◆ The task ◆
Please filter the lines below, keeping every line that contains the word "distant".

◆ Data records ◆

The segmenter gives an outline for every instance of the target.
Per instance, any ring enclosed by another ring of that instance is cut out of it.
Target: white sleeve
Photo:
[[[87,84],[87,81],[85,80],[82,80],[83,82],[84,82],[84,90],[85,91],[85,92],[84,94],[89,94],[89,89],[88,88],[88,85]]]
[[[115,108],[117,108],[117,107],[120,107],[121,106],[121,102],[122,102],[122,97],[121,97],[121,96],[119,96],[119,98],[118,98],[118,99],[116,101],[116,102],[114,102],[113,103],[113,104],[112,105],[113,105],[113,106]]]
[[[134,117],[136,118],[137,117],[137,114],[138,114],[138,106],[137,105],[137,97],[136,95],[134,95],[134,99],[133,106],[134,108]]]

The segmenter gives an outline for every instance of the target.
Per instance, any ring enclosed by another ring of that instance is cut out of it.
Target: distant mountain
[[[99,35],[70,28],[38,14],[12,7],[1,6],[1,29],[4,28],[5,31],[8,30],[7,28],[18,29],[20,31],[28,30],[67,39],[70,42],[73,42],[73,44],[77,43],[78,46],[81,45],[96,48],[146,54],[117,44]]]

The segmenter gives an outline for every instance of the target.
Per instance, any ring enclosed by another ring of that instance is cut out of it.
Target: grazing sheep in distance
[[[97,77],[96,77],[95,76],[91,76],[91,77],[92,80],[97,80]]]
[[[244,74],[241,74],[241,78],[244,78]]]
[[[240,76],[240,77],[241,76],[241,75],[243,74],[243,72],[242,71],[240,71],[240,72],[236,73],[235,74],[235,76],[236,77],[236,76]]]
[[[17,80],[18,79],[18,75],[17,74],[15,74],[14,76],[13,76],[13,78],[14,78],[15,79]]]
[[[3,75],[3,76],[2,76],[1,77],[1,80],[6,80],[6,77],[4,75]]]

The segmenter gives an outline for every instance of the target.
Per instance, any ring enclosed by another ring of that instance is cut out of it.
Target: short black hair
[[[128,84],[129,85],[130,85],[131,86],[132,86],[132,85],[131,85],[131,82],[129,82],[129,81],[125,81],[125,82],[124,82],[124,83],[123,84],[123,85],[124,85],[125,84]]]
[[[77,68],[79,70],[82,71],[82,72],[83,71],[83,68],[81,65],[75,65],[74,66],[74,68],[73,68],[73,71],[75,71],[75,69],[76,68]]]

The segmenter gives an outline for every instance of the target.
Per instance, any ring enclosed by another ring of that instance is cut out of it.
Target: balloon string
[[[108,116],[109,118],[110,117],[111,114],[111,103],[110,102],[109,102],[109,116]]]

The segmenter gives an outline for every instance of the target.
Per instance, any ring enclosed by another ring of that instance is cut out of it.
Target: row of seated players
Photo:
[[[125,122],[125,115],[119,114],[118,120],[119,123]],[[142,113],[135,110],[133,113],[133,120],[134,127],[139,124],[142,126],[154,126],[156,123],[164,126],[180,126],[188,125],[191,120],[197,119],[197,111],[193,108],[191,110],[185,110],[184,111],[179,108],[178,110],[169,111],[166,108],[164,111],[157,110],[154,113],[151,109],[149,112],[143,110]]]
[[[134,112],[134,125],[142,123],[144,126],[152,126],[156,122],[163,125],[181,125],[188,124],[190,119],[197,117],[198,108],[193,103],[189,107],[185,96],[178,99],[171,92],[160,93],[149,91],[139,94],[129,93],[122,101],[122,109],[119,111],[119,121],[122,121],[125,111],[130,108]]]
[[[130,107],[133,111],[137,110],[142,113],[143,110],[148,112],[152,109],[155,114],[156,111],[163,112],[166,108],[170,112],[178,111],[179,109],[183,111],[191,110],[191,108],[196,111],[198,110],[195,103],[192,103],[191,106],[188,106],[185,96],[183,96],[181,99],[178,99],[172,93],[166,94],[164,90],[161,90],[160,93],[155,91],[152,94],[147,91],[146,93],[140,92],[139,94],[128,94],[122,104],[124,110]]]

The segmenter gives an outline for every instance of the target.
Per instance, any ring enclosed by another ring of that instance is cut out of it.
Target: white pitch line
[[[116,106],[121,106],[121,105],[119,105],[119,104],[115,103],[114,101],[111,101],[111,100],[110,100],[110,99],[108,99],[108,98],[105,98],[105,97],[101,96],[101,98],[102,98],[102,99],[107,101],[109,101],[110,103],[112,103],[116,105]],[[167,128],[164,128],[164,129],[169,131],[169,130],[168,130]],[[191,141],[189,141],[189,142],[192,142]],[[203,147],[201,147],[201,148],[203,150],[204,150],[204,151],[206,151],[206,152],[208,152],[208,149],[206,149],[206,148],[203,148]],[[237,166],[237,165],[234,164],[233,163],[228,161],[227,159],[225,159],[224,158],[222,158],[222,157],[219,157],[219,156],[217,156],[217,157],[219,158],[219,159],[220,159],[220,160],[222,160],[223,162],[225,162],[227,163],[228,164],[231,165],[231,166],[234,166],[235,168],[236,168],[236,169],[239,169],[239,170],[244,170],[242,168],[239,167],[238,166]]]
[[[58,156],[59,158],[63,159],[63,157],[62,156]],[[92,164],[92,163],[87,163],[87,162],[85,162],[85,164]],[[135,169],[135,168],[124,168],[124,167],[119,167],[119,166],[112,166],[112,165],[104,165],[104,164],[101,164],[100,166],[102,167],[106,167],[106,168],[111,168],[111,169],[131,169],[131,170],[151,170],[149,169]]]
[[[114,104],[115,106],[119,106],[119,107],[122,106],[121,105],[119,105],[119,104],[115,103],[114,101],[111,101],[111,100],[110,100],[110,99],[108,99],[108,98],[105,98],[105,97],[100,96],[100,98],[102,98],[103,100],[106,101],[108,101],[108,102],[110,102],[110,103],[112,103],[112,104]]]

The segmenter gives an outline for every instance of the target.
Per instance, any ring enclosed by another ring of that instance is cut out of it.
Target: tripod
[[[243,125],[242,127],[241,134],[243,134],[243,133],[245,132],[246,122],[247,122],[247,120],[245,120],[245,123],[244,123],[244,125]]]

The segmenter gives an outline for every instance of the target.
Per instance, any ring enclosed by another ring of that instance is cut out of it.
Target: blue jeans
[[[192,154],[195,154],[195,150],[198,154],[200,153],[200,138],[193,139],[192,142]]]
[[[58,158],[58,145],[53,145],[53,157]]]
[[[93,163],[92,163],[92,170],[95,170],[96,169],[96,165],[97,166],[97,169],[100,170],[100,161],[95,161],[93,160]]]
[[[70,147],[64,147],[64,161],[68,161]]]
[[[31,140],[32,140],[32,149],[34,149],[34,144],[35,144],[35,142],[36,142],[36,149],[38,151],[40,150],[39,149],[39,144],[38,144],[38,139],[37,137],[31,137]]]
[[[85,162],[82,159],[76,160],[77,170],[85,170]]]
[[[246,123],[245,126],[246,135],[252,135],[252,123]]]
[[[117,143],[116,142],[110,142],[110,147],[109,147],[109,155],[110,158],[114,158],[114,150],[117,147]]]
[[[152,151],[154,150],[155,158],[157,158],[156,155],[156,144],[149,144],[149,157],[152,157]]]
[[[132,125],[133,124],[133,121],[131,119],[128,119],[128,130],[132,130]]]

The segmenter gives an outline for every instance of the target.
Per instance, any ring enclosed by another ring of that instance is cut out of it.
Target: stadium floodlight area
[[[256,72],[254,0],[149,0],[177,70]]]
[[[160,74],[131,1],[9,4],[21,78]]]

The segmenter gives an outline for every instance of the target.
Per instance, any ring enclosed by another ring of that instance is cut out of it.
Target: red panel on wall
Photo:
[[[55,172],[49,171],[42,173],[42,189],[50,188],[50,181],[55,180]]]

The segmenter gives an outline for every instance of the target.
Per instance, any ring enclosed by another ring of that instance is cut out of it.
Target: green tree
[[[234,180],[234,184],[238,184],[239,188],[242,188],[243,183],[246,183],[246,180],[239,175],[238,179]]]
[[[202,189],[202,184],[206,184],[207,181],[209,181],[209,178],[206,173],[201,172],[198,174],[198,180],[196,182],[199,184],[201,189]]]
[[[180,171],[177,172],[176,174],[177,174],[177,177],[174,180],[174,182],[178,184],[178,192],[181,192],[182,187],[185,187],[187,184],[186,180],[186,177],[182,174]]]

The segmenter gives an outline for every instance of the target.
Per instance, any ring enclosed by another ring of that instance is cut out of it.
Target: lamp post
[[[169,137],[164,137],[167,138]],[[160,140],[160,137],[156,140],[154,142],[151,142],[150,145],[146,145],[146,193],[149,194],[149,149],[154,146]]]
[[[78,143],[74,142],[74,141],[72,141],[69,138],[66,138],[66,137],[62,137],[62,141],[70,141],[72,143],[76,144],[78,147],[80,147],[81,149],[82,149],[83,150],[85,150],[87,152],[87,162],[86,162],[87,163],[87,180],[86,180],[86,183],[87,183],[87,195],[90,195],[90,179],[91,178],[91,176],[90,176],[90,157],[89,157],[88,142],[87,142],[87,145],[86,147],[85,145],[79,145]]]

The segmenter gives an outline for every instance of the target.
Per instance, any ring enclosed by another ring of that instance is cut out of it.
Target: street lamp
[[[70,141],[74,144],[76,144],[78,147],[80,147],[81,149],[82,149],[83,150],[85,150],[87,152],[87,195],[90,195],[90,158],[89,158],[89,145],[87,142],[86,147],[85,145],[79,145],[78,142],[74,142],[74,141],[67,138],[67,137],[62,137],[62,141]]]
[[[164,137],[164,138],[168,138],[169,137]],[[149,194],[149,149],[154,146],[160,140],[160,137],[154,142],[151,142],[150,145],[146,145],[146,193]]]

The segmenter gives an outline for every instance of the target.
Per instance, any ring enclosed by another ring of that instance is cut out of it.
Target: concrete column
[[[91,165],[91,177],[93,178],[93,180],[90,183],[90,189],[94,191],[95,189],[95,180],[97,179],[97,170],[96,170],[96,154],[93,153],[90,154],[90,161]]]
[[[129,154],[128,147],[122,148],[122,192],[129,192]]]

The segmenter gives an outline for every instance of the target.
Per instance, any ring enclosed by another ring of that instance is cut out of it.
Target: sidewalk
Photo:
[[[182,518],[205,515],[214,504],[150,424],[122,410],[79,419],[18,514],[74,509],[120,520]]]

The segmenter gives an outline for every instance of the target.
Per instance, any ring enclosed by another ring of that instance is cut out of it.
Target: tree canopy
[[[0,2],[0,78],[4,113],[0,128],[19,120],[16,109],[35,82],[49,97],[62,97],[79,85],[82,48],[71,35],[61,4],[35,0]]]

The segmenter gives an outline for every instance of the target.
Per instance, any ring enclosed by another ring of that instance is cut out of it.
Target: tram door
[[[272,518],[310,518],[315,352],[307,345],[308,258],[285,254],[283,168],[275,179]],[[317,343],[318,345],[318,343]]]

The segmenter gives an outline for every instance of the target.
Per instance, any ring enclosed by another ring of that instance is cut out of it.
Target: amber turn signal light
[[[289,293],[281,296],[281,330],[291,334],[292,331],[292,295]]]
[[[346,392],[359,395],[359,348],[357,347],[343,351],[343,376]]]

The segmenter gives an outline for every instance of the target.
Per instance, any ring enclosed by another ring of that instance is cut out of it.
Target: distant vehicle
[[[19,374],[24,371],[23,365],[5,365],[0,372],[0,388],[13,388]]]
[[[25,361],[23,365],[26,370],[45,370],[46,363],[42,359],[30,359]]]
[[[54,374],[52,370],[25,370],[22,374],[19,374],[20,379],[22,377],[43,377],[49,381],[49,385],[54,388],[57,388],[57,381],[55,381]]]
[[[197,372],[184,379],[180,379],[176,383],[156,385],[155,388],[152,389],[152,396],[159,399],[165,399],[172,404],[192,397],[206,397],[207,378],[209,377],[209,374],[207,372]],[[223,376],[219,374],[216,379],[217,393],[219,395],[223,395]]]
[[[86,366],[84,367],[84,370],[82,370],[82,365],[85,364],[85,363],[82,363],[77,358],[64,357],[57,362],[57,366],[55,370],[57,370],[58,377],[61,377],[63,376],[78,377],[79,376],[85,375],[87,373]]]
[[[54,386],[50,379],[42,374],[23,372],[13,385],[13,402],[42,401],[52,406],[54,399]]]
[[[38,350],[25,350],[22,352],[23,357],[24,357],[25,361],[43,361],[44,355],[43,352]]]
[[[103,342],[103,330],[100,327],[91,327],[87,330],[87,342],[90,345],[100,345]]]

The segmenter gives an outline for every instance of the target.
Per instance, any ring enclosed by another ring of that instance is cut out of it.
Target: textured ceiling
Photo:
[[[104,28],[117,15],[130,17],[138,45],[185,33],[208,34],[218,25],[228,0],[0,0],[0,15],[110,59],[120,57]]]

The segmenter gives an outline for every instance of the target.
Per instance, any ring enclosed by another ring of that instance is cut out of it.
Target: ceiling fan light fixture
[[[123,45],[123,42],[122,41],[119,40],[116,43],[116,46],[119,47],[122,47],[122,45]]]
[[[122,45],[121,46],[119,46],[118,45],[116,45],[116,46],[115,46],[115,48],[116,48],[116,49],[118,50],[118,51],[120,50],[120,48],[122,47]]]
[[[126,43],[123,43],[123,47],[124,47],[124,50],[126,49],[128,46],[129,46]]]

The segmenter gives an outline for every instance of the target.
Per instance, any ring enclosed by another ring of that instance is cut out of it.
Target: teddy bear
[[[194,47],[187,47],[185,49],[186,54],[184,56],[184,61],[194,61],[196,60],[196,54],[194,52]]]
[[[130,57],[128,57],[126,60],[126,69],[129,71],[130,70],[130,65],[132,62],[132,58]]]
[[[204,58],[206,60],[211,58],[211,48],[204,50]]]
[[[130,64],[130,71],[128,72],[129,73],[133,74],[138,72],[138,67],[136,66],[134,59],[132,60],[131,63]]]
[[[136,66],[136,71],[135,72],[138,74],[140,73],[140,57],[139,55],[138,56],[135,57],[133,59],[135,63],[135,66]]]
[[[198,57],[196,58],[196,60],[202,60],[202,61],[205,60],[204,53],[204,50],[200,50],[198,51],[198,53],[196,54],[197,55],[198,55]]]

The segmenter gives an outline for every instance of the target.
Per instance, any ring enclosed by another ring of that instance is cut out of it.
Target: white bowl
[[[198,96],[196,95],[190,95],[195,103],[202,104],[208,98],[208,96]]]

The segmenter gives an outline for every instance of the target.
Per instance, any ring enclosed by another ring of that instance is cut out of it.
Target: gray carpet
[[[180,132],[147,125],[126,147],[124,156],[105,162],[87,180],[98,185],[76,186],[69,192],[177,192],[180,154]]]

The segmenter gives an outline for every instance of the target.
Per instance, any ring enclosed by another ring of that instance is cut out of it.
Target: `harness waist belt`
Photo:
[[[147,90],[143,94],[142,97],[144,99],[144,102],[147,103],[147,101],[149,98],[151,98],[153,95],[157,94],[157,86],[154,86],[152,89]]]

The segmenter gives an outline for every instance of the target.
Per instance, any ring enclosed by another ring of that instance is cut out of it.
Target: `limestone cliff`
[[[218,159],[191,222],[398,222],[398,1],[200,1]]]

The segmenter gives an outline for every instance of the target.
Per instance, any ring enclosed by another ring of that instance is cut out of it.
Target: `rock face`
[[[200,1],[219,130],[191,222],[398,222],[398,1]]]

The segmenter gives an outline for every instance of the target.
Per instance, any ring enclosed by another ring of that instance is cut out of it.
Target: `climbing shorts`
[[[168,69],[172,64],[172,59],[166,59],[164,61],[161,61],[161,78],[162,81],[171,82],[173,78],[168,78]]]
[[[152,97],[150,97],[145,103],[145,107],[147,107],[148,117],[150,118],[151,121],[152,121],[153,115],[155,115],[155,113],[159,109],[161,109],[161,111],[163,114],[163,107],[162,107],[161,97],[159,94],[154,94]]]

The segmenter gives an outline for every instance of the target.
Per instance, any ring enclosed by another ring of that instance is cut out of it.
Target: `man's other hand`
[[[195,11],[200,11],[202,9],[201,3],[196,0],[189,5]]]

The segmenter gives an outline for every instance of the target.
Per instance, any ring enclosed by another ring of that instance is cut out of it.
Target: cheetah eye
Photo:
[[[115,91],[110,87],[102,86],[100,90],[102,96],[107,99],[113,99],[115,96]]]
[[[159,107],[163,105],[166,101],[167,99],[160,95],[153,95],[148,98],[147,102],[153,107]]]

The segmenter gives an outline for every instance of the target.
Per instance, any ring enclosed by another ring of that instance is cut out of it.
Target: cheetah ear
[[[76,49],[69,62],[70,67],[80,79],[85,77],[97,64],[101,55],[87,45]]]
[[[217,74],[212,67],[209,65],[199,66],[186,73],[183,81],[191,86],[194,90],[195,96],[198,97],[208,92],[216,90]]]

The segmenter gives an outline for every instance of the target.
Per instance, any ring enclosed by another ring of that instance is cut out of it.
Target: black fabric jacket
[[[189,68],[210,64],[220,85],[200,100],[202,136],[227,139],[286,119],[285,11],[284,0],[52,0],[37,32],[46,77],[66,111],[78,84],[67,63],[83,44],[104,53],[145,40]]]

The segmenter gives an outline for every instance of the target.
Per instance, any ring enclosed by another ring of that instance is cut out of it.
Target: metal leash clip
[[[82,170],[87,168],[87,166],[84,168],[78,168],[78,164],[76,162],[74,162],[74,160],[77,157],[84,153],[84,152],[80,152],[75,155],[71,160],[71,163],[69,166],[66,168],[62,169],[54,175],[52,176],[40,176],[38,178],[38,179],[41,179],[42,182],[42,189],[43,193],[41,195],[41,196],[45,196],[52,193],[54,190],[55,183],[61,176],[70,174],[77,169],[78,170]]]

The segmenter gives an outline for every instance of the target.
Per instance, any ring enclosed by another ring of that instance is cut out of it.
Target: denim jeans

◆ Answer for the task ◆
Target: distant mountain
Target: distant vehicle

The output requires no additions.